Dataset ▸
+++
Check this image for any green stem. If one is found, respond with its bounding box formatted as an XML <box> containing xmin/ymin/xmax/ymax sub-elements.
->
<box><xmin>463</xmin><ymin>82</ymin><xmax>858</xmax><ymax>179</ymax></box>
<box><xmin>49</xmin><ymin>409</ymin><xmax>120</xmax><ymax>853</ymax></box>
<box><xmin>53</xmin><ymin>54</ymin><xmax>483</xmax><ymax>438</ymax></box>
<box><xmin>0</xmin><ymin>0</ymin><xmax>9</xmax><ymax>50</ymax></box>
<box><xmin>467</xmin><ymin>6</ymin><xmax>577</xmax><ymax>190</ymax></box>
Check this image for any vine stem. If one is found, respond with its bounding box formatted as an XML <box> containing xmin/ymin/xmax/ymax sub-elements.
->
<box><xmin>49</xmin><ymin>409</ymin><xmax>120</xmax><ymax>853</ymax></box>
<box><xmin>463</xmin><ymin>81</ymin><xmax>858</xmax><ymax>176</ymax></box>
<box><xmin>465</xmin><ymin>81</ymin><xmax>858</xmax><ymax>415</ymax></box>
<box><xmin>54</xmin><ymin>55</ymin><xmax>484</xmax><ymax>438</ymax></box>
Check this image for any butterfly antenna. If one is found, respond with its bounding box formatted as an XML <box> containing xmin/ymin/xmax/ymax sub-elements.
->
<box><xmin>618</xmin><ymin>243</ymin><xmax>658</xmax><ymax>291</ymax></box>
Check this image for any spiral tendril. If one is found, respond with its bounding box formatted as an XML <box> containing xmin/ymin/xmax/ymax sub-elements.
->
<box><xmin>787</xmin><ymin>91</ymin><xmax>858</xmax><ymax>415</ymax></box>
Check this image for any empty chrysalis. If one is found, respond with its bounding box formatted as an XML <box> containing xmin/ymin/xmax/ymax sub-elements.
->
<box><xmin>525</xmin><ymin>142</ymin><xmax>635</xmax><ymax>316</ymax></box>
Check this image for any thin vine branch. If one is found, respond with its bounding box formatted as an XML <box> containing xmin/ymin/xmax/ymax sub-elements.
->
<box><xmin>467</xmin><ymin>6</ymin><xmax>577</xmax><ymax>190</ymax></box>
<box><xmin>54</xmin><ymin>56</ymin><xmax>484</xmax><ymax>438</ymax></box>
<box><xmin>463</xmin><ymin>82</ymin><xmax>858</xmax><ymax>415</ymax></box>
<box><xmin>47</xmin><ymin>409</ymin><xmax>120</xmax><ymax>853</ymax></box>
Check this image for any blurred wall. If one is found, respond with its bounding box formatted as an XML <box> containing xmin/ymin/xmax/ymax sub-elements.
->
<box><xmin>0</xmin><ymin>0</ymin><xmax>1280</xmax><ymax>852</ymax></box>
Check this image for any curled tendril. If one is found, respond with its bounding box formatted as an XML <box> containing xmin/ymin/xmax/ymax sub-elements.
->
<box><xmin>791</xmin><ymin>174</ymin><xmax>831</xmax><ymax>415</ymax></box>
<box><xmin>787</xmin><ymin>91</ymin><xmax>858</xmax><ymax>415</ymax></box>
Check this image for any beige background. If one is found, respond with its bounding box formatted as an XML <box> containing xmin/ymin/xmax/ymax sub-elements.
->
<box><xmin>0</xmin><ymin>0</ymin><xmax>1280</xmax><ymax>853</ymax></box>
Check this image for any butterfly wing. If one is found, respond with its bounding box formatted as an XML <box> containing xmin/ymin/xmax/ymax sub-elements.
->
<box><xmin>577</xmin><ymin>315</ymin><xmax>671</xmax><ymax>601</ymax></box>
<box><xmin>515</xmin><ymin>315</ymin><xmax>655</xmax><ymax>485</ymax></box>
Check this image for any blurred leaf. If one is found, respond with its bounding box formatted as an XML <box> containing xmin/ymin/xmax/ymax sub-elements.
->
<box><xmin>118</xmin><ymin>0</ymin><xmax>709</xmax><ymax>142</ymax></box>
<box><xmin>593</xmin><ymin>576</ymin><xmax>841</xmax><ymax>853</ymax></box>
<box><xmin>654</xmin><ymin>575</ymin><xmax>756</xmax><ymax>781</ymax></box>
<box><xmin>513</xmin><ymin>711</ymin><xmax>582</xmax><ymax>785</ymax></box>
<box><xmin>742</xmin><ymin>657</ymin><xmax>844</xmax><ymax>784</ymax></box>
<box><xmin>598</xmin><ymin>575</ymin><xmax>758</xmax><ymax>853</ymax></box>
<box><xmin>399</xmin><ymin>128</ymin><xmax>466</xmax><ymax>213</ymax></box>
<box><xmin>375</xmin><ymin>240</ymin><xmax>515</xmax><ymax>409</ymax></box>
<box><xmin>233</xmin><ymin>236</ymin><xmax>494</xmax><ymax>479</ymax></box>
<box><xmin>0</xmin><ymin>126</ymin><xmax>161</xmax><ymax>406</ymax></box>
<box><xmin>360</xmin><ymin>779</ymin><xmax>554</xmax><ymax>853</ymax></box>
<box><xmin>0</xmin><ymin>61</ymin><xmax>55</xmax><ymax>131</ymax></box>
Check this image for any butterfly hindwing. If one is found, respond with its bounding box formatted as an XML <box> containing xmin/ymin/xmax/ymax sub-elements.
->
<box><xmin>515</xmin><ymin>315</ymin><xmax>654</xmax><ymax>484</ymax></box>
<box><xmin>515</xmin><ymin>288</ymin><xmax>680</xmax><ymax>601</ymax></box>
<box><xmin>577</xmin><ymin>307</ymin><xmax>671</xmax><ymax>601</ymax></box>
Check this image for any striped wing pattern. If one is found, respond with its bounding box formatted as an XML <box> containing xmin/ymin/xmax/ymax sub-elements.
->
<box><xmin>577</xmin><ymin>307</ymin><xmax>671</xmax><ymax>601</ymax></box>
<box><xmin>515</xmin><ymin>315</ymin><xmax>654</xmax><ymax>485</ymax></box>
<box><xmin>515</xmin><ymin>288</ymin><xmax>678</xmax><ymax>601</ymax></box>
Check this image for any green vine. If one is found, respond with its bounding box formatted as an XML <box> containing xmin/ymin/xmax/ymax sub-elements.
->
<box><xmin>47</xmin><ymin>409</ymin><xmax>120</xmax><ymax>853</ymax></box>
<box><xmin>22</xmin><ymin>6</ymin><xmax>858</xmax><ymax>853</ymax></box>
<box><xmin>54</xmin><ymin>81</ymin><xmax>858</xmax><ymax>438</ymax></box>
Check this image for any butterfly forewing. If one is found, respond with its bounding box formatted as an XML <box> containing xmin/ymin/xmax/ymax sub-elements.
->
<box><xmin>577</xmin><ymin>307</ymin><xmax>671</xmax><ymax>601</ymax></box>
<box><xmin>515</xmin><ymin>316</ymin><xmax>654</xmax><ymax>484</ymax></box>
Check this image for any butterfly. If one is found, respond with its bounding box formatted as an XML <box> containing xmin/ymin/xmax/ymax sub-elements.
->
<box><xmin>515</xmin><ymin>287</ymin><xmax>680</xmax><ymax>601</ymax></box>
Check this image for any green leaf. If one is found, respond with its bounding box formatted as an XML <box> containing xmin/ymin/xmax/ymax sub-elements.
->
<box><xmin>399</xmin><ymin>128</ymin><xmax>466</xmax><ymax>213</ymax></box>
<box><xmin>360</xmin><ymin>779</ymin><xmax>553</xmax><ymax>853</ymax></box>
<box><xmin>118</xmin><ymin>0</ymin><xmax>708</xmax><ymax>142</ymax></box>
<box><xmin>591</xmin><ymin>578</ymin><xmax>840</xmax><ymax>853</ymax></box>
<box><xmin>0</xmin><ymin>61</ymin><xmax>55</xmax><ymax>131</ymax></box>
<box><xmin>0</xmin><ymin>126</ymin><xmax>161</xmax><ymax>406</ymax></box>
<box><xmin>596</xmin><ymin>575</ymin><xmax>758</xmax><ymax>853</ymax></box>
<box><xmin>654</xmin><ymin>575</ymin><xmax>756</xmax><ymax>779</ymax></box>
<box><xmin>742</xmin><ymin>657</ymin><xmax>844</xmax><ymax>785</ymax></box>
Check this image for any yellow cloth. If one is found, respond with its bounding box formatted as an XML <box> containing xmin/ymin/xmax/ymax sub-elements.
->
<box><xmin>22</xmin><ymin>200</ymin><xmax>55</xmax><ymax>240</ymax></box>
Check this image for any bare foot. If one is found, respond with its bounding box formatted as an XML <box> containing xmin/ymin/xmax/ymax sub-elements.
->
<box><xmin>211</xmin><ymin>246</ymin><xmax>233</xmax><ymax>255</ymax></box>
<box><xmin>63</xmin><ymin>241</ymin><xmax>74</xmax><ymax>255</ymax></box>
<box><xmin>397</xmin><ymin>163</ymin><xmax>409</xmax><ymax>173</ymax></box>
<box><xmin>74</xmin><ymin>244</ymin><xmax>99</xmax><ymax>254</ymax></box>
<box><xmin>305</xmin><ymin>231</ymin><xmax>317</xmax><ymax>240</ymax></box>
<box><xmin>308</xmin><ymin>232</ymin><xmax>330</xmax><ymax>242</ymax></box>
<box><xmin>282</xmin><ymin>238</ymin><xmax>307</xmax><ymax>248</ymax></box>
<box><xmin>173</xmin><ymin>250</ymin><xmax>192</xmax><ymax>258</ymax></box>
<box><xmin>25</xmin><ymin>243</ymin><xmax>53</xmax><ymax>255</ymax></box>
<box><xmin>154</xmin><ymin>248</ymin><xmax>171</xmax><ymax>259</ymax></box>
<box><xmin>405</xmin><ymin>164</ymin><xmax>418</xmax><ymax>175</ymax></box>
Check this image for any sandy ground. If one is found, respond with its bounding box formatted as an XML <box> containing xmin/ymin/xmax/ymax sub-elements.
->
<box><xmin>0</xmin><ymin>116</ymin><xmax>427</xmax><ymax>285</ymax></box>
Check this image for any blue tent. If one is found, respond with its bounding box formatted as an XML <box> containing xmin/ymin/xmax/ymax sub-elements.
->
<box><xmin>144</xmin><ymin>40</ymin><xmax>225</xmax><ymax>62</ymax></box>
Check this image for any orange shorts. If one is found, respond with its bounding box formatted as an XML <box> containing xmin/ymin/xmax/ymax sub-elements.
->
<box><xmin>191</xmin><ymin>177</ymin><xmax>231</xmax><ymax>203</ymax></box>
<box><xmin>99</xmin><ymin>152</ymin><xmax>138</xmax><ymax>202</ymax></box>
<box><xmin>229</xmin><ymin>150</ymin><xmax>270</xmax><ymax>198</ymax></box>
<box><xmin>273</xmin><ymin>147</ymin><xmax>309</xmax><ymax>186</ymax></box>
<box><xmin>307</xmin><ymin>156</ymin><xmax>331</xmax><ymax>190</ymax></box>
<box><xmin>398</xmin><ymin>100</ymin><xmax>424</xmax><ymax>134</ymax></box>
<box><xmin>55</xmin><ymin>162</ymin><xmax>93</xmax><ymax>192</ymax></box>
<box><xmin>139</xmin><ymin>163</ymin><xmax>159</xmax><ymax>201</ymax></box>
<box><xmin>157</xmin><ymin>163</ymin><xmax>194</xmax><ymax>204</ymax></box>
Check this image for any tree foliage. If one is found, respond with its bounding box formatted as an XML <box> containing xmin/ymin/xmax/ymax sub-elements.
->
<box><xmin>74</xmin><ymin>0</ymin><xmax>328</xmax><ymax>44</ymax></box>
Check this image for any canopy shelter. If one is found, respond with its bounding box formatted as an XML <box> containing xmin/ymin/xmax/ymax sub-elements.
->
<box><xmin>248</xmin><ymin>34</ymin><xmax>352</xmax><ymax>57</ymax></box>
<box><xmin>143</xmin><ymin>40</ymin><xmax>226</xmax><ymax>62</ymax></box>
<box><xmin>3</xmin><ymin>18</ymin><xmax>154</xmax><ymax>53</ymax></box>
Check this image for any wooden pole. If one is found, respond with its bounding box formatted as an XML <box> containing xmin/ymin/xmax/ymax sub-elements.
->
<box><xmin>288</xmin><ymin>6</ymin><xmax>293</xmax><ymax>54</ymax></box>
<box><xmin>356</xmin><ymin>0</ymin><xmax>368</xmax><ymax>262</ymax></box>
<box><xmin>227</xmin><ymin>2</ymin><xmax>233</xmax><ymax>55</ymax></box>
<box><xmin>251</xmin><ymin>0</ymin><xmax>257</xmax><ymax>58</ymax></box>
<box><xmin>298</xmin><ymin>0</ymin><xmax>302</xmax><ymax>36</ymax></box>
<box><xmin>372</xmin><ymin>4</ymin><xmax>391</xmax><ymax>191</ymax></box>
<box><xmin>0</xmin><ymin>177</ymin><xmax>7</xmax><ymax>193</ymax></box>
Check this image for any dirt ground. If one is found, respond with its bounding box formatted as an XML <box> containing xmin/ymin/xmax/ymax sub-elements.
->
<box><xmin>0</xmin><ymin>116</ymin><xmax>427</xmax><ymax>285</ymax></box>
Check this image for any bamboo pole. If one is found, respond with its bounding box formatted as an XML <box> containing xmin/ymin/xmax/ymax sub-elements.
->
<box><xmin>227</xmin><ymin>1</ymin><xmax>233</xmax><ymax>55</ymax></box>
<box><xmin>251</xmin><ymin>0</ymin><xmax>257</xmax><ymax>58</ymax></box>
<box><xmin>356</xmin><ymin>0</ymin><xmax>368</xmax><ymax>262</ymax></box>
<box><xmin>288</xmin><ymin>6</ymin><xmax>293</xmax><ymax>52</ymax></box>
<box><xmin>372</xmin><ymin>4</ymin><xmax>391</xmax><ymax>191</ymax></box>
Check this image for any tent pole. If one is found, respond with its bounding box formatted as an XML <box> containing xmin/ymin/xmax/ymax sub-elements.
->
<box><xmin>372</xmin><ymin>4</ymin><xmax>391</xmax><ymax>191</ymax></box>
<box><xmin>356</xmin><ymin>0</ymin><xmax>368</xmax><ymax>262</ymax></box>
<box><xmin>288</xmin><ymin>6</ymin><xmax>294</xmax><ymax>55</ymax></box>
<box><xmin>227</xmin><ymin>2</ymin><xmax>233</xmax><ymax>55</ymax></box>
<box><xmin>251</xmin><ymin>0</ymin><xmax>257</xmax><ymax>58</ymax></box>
+++
Repeat, exactly and only, the lines above from the one containing "Check this image for any tent" through the end of the material.

Exercise output ▸
Check this image for any tent pole. If one is found, respond with its bounding box formatted as an XML <box> containing xmin/ymin/xmax/ymax sub-elements.
->
<box><xmin>372</xmin><ymin>4</ymin><xmax>391</xmax><ymax>191</ymax></box>
<box><xmin>356</xmin><ymin>0</ymin><xmax>368</xmax><ymax>262</ymax></box>
<box><xmin>288</xmin><ymin>6</ymin><xmax>294</xmax><ymax>55</ymax></box>
<box><xmin>227</xmin><ymin>2</ymin><xmax>233</xmax><ymax>55</ymax></box>
<box><xmin>251</xmin><ymin>0</ymin><xmax>257</xmax><ymax>58</ymax></box>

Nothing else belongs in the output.